Set task: Gather every line in the entries below that contains the word "tower", where letter case counts.

[Excerpts from pointing data]
━━━━━━

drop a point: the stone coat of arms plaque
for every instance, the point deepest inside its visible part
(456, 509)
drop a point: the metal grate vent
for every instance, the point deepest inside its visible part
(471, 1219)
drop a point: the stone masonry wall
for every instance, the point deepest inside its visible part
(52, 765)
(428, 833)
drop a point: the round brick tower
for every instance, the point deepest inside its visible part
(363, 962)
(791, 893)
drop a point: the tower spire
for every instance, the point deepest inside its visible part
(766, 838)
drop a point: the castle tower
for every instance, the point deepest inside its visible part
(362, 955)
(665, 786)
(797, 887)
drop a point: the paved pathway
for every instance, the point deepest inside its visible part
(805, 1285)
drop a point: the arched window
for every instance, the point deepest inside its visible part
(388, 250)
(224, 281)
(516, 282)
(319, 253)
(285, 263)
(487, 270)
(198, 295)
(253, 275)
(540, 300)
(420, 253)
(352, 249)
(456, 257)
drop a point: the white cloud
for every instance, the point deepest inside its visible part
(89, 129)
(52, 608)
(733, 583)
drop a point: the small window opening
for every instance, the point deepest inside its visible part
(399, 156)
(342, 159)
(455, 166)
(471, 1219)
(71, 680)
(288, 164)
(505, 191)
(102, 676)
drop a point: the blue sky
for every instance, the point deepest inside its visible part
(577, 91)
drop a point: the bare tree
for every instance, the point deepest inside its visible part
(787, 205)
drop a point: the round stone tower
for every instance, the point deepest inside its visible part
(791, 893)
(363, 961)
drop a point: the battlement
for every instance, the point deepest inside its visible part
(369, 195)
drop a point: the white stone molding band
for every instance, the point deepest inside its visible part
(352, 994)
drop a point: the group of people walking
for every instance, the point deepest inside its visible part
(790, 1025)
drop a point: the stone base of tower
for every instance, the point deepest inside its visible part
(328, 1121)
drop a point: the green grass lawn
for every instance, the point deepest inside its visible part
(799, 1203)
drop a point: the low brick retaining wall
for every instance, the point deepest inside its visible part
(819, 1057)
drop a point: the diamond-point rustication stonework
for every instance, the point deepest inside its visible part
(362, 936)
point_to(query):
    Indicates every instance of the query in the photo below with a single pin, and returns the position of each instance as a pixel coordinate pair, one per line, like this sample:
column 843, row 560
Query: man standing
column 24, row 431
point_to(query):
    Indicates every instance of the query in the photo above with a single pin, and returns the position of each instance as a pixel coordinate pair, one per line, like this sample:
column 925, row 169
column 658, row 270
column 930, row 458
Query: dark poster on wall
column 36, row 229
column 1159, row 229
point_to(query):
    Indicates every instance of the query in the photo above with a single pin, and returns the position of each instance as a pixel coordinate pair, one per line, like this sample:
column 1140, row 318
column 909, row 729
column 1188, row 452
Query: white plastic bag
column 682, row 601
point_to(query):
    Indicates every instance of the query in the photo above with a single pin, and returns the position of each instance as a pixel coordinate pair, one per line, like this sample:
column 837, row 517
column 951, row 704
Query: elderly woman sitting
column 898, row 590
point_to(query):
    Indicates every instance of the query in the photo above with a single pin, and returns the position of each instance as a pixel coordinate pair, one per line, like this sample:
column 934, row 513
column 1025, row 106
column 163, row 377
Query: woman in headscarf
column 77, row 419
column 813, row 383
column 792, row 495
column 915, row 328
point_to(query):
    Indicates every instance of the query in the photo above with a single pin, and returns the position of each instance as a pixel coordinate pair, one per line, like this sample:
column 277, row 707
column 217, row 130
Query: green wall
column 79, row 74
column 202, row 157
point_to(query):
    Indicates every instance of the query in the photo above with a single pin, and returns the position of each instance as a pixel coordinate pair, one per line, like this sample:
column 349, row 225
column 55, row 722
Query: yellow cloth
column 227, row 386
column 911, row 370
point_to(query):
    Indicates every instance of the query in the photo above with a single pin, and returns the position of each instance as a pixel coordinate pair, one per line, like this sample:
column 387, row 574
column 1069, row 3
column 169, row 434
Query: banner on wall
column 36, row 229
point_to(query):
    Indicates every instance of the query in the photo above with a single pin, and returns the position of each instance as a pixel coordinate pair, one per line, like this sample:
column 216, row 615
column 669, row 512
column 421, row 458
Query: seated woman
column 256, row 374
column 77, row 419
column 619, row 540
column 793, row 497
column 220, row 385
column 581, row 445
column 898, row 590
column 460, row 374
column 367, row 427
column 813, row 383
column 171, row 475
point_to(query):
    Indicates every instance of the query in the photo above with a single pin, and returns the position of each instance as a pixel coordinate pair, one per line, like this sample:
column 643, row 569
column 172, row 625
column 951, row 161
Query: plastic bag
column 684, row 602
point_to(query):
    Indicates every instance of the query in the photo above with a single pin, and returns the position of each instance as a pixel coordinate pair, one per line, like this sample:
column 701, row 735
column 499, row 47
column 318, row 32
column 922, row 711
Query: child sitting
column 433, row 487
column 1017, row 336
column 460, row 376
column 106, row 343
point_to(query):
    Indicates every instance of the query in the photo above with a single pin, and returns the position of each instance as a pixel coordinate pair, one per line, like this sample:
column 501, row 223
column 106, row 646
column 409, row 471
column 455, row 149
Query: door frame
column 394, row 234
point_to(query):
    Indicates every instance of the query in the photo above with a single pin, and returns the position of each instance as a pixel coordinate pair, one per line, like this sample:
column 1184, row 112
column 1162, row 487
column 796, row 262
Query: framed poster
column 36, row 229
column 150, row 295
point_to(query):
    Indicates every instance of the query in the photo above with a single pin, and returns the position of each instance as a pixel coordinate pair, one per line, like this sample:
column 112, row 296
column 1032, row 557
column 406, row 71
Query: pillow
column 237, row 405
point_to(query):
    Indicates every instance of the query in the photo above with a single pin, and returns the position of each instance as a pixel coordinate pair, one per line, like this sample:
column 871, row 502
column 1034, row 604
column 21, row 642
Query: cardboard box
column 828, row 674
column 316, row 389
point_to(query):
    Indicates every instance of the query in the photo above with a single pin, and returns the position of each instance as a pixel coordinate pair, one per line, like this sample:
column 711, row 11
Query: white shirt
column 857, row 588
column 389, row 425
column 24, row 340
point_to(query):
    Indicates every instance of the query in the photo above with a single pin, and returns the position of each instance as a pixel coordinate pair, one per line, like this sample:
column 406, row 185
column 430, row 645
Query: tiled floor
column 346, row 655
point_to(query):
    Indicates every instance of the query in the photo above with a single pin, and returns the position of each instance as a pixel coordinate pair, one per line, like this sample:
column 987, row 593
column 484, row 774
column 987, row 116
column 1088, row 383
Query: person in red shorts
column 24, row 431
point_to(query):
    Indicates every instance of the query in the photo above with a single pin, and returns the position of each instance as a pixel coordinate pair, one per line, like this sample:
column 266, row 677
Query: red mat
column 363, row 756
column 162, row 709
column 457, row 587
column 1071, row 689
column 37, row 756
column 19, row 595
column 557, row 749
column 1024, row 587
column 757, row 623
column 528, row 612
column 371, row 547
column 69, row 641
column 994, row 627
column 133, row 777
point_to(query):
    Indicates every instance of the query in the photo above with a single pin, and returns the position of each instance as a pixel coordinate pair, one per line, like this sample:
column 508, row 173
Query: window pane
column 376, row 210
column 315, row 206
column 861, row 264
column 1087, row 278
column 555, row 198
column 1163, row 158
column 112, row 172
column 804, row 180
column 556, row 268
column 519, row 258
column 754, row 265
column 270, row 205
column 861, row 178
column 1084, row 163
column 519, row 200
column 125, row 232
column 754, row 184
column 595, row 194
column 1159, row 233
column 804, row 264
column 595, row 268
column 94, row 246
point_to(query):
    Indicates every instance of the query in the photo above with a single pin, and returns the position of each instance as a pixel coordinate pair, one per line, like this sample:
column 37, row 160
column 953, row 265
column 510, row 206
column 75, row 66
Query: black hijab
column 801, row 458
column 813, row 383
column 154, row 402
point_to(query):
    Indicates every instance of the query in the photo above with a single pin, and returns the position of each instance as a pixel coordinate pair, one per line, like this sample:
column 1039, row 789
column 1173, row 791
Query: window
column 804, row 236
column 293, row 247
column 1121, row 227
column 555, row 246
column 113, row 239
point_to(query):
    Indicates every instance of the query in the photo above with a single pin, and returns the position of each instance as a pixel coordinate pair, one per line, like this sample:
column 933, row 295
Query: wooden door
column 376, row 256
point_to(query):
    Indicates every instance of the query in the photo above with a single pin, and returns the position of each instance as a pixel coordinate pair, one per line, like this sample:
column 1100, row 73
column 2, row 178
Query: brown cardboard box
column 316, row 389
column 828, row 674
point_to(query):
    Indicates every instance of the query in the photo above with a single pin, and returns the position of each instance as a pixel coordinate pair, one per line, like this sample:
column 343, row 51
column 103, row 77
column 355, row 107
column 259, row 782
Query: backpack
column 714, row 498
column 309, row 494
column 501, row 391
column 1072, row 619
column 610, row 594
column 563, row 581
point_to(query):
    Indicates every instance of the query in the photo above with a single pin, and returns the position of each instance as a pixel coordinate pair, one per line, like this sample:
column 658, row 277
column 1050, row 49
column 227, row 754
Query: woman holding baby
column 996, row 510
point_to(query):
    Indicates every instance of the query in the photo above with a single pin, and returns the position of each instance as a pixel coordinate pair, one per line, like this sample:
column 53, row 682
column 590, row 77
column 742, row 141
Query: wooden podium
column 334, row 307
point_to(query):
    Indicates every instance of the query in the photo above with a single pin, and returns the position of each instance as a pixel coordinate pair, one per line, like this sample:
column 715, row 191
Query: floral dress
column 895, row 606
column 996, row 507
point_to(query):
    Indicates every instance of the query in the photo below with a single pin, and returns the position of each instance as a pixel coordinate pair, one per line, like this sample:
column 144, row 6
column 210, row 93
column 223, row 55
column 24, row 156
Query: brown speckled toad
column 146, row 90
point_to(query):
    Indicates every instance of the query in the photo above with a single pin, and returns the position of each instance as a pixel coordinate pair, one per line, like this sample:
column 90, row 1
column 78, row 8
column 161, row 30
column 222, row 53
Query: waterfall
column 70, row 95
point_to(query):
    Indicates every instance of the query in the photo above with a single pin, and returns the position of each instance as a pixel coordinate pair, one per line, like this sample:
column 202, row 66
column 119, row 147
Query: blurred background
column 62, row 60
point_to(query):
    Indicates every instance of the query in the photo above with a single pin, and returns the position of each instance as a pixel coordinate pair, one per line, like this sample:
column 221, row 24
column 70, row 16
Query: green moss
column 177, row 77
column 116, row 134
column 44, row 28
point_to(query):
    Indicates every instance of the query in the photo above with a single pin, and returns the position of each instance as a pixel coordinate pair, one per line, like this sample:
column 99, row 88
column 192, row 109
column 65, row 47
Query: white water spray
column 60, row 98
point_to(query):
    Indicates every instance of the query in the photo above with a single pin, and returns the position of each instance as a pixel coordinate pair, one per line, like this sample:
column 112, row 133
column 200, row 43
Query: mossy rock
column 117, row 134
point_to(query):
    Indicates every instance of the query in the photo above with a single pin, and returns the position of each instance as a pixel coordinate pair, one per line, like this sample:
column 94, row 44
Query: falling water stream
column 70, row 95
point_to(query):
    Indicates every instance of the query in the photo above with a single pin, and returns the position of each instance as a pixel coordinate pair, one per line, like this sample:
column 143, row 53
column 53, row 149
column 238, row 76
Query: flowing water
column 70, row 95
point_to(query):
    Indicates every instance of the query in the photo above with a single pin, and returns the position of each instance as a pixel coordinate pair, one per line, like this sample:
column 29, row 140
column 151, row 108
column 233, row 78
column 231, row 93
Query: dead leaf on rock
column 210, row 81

━━━━━━

Answer to this exercise:
drop a point: the round brick tower
drop a point: the tower spire
drop a point: the castle tower
drop a point: the round stone tower
drop a point: the stone base of tower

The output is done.